> INSTRUCTIONS FOR THE TASK: Reproduce the material below with "weather vane" swapped for "wind vane" wherever it occurs, and leave everything else unchanged.

BEGIN MATERIAL SUPPLIED

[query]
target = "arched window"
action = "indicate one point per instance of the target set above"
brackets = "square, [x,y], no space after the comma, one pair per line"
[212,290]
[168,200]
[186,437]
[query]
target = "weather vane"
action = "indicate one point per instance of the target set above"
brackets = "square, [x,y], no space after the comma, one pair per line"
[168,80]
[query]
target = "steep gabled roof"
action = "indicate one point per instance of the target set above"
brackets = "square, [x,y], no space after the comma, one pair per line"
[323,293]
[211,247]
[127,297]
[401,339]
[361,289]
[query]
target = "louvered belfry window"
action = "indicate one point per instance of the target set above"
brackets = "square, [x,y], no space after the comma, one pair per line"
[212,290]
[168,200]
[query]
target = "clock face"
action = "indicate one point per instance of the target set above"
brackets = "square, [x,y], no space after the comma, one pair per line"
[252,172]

END MATERIAL SUPPLIED

> THE SOLUTION:
[query]
target = "arched window"
action = "indicate one point per instance of the target set above"
brackets = "square, [x,y], no space after the comma, one pair per line"
[212,290]
[168,200]
[186,437]
[query]
target = "wind vane"
action = "indicate one point per instance of the target set above"
brackets = "square, [x,y], no space after the comma, one pair per line"
[168,80]
[query]
target = "steep gabled roof"
action = "indicate one point per instance of the target set above"
brackets = "square, [x,y], no space after the comma, one pair per line"
[323,293]
[211,247]
[127,297]
[401,339]
[361,289]
[query]
target = "louvered belfry window"
action = "indicate one point per instance of the target set above"
brackets = "square, [x,y], no space after the comma, one pair per line"
[212,290]
[168,200]
[query]
target = "clock face"
action = "indicate one point per instance of the target set above"
brackets = "square, [x,y], no space after the comma, one pair per line"
[252,172]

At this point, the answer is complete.